Retype the page on testing in production below, word for word.

§ Text shown:
####

Skip to content
BEE
Backend Engineering Essentials

[BEE-15006] Testing in Production

INFO

Canary analysis, synthetic monitoring, and observability-driven testing.

Context

Pre-production environments fail to replicate what matters most: real traffic patterns, real data distributions, and real scale. A staging environment might pass every test suite while the production deployment quietly degrades under load spikes, unusual query patterns, or data edge cases that never appeared in fixtures.

Charity Majors, CTO of Honeycomb, articulated this directly: the job of a developer is not done when code is committed — it is done when you can verify the code is working correctly in production. Observability-driven development means instrumenting code as you write it, deploying to production, and then inspecting behavior through that instrumentation. The question is not whether to test in production, but how to do it safely.

Testing in production is not a replacement for pre-production testing. Unit tests, integration tests, and contract tests still belong in CI. The distinction is that pre-production tests verify correctness under controlled conditions; production testing verifies behavior under real conditions. Both are necessary.

Principle

Use a layered set of production testing techniques matched to the risk of each change, controlling blast radius at every layer.

The spectrum from lowest to highest risk:

Each technique is described below, from lowest to highest blast radius.

####

§ Data extract:
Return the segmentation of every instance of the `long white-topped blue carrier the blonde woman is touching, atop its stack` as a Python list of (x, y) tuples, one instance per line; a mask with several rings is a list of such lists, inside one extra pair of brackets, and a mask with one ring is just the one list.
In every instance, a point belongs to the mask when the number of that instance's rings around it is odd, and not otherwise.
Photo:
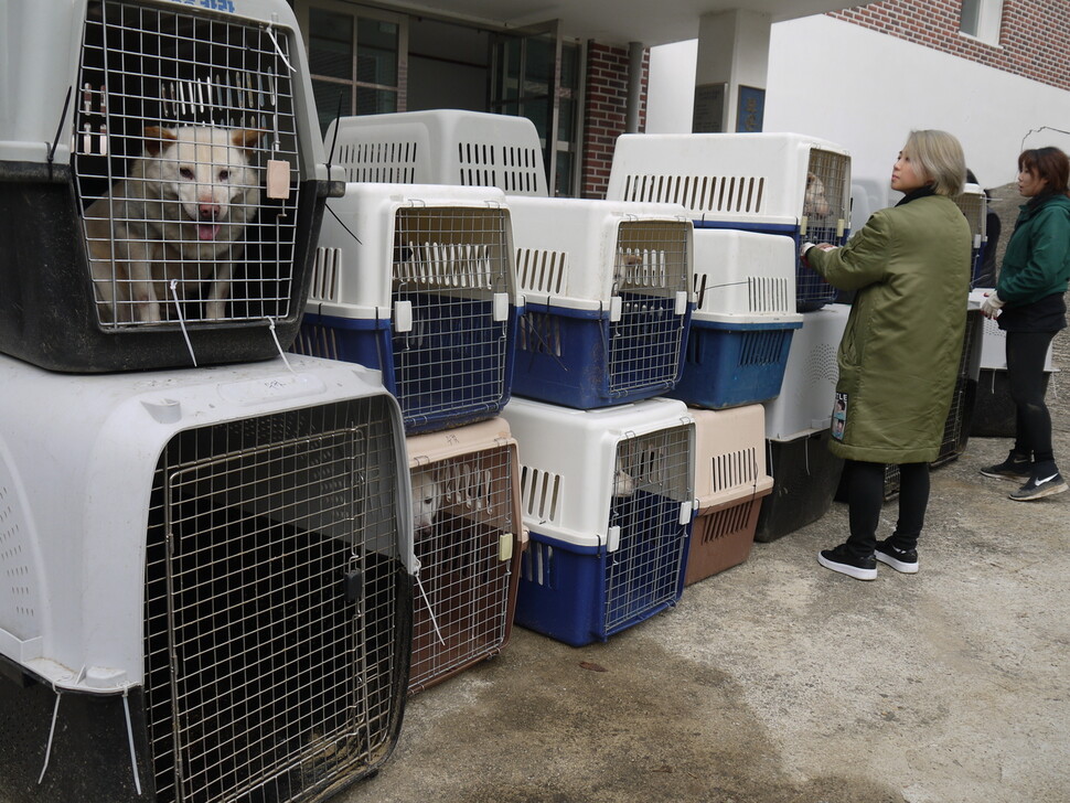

####

§ Answer:
Skip to content
BEE
Backend Engineering Essentials

[BEE-15006] Testing in Production

INFO

Canary analysis, synthetic monitoring, and observability-driven testing.

Context

Pre-production environments fail to replicate what matters most: real traffic patterns, real data distributions, and real scale. A staging environment might pass every test suite while the production deployment quietly degrades under load spikes, unusual query patterns, or data edge cases that never appeared in fixtures.

Charity Majors, CTO of Honeycomb, articulated this directly: the job of a developer is not done when code is committed — it is done when you can verify the code is working correctly in production. Observability-driven development means instrumenting code as you write it, deploying to production, and then inspecting behavior through that instrumentation. The question is not whether to test in production, but how to do it safely.

Testing in production is not a replacement for pre-production testing. Unit tests, integration tests, and contract tests still belong in CI. The distinction is that pre-production tests verify correctness under controlled conditions; production testing verifies behavior under real conditions. Both are necessary.

Principle

Use a layered set of production testing techniques matched to the risk of each change, controlling blast radius at every layer.

The spectrum from lowest to highest risk:

Each technique is described below, from lowest to highest blast radius.